*TASK DETAILS*
Write down each of the records again, exactly and in full.

*INPUT MATERIAL*
===
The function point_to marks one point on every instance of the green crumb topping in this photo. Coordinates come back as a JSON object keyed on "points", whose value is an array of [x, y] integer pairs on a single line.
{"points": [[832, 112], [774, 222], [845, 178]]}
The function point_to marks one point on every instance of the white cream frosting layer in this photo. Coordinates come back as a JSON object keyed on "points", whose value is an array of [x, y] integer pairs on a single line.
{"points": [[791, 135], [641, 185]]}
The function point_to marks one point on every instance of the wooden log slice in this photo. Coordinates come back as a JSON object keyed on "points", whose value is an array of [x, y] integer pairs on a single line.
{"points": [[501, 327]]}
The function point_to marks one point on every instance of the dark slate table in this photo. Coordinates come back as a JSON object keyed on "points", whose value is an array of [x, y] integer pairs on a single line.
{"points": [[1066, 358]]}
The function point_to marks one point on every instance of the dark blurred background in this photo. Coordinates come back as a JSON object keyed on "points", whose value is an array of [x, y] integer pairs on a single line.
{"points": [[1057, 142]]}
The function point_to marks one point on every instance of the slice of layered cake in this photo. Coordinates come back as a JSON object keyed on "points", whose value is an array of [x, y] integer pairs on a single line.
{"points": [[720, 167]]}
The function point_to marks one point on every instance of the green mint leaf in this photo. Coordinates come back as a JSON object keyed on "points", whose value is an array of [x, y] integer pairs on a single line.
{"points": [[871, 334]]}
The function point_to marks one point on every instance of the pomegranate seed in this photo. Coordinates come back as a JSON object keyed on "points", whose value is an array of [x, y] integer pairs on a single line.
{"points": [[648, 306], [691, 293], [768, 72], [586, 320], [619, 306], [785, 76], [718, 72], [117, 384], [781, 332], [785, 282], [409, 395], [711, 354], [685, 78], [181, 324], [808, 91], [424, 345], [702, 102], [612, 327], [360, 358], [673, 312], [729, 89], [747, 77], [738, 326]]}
===
*SOLUTION FOR THIS PROBLEM*
The function point_to marks one point on every instance of the green crumb topping in this photo. Coordinates come back as a JSON object keyed on "points", whose value is an array of [x, y] integer pairs on a single line.
{"points": [[832, 112], [774, 222], [845, 178]]}
The function point_to marks one point on every instance of the white cream frosting layer in this photo. Coordinates come back as a JSON object keyed on "points", whose value is an array of [x, y] integer pairs on a single line.
{"points": [[791, 135], [641, 185]]}
The function point_to marks one point on every instance of the wooden log slice in this photo. Coordinates come back as a JSON object keyed on "points", whose value is an array of [x, y] integer pairs on a single line.
{"points": [[501, 327]]}
The function point_to marks one point on every instance of the dark slate table in this photo. Coordinates come back as a JSON object keyed on "points", whose value is an array of [x, y] integer pairs on a single line.
{"points": [[1066, 358]]}
The function point_to marks one point on every instance of the dark blurred background in this photo. Coordinates come back as a JSON object keyed on "points", whose value is an array of [x, y] integer pairs on a single line.
{"points": [[1057, 142]]}
The function point_to marks one point on every instance of the slice of layered cake in this photo. Coordinates come back as a JSON object keyed on "points", whose value is an array of [x, y] integer pairs on a single line.
{"points": [[720, 167]]}
The function point_to marks one point on every instance of the green mint leaf in this photo. Coordinates come back as a JSON object keyed on "points", whose value is an array of [x, y] integer pairs on a single line.
{"points": [[871, 334]]}
The function point_to marks one point on every instance of the pomegranate seed in this photo. Coordinates come back as a JSON object keyed on "points", whose value is an array of [x, y] integer pairs on a single line.
{"points": [[648, 306], [691, 293], [768, 72], [586, 320], [619, 306], [785, 76], [718, 72], [117, 384], [781, 332], [785, 282], [409, 395], [711, 354], [685, 78], [181, 324], [808, 91], [424, 345], [702, 102], [612, 327], [360, 358], [673, 312], [729, 89], [747, 77], [738, 326]]}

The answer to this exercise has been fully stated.